# PROBLEM DESCRIPTION
The answer must be a word-for-word copy of the records below, with every picture left out.

⁂

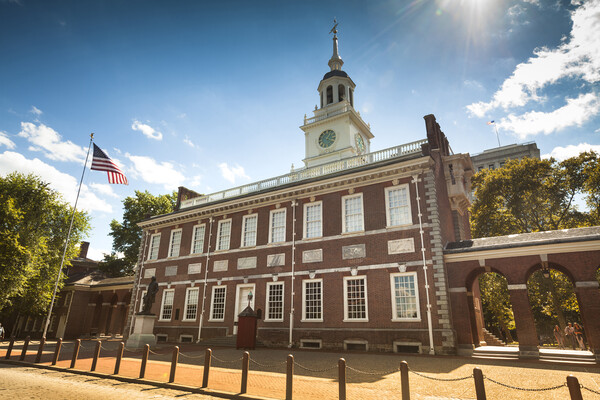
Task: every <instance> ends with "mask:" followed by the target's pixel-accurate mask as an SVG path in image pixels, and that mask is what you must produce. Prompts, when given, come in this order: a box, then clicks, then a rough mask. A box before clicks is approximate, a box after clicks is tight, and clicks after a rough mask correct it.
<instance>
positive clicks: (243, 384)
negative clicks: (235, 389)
mask: <svg viewBox="0 0 600 400" xmlns="http://www.w3.org/2000/svg"><path fill="white" fill-rule="evenodd" d="M249 368H250V353H248V352H247V351H245V352H244V357H242V388H241V389H240V393H246V392H247V390H248V369H249Z"/></svg>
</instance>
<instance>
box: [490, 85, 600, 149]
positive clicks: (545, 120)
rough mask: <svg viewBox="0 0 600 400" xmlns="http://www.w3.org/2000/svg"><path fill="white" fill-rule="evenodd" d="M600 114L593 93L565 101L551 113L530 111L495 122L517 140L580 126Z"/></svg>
mask: <svg viewBox="0 0 600 400" xmlns="http://www.w3.org/2000/svg"><path fill="white" fill-rule="evenodd" d="M599 112H600V99H599V98H598V97H597V96H596V95H595V94H593V93H588V94H582V95H580V96H579V97H578V98H576V99H567V104H566V105H565V106H563V107H561V108H558V109H556V110H554V111H552V112H548V113H545V112H539V111H531V112H527V113H525V114H521V115H514V114H510V115H509V116H508V117H506V118H502V119H501V120H500V122H497V126H498V128H499V129H501V130H506V131H511V132H514V133H515V134H516V135H517V136H518V137H519V138H521V139H525V138H526V137H527V136H529V135H537V134H539V133H543V134H545V135H548V134H550V133H552V132H557V131H560V130H562V129H564V128H566V127H569V126H574V125H577V126H581V125H582V124H583V123H585V122H587V121H588V120H590V119H591V118H592V117H593V116H594V115H596V114H598V113H599Z"/></svg>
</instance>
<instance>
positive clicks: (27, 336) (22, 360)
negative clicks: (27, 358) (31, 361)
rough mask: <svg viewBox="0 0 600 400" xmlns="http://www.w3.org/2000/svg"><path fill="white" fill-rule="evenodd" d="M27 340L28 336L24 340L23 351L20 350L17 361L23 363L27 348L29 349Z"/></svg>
mask: <svg viewBox="0 0 600 400" xmlns="http://www.w3.org/2000/svg"><path fill="white" fill-rule="evenodd" d="M29 339H30V338H29V336H27V337H26V338H25V343H23V349H22V350H21V357H20V358H19V361H23V360H24V359H25V355H26V354H27V348H28V347H29Z"/></svg>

⁂

# RESULT BELOW
Task: every <instance> ends with "mask:" followed by the target's pixel-accurate mask as an SVG path in image pixels, and that mask is what you must produce. Prompts, when given, come in this order: a box, then clicks, then a rough mask. A box before clicks is approximate, a box after clicks is tight, and clicks after a rough mask correct it.
<instance>
positive clicks: (243, 384)
negative clicks: (235, 389)
mask: <svg viewBox="0 0 600 400" xmlns="http://www.w3.org/2000/svg"><path fill="white" fill-rule="evenodd" d="M249 368H250V353H248V352H247V351H245V352H244V357H242V388H241V389H240V393H246V392H247V390H248V369H249Z"/></svg>
</instance>
<instance>
box: [490, 85, 600, 149]
positive clicks: (545, 120)
rough mask: <svg viewBox="0 0 600 400" xmlns="http://www.w3.org/2000/svg"><path fill="white" fill-rule="evenodd" d="M600 114L593 93L565 101L551 113L530 111L495 122L517 140L580 126Z"/></svg>
mask: <svg viewBox="0 0 600 400" xmlns="http://www.w3.org/2000/svg"><path fill="white" fill-rule="evenodd" d="M599 112H600V99H599V98H598V97H597V96H596V95H595V94H593V93H588V94H582V95H580V96H579V97H578V98H576V99H567V104H566V105H565V106H563V107H561V108H558V109H556V110H554V111H552V112H548V113H545V112H539V111H531V112H527V113H525V114H521V115H514V114H510V115H509V116H508V117H506V118H502V119H501V120H500V122H497V126H498V128H499V129H501V130H506V131H511V132H514V133H515V134H516V135H517V136H518V137H519V138H521V139H525V138H526V137H527V136H529V135H537V134H539V133H543V134H545V135H548V134H550V133H552V132H557V131H560V130H562V129H564V128H566V127H569V126H574V125H577V126H581V125H582V124H583V123H585V122H587V121H588V120H590V119H591V118H592V117H593V116H594V115H596V114H598V113H599Z"/></svg>
</instance>
<instance>
positive clicks: (27, 336) (22, 360)
negative clicks: (27, 358) (31, 361)
rough mask: <svg viewBox="0 0 600 400" xmlns="http://www.w3.org/2000/svg"><path fill="white" fill-rule="evenodd" d="M27 340L28 336L24 340L23 351L20 350L17 361L23 363L27 348L29 349Z"/></svg>
mask: <svg viewBox="0 0 600 400" xmlns="http://www.w3.org/2000/svg"><path fill="white" fill-rule="evenodd" d="M29 339H30V338H29V336H27V337H26V338H25V343H23V349H22V350H21V357H20V358H19V361H23V360H24V359H25V355H26V354H27V348H28V347H29Z"/></svg>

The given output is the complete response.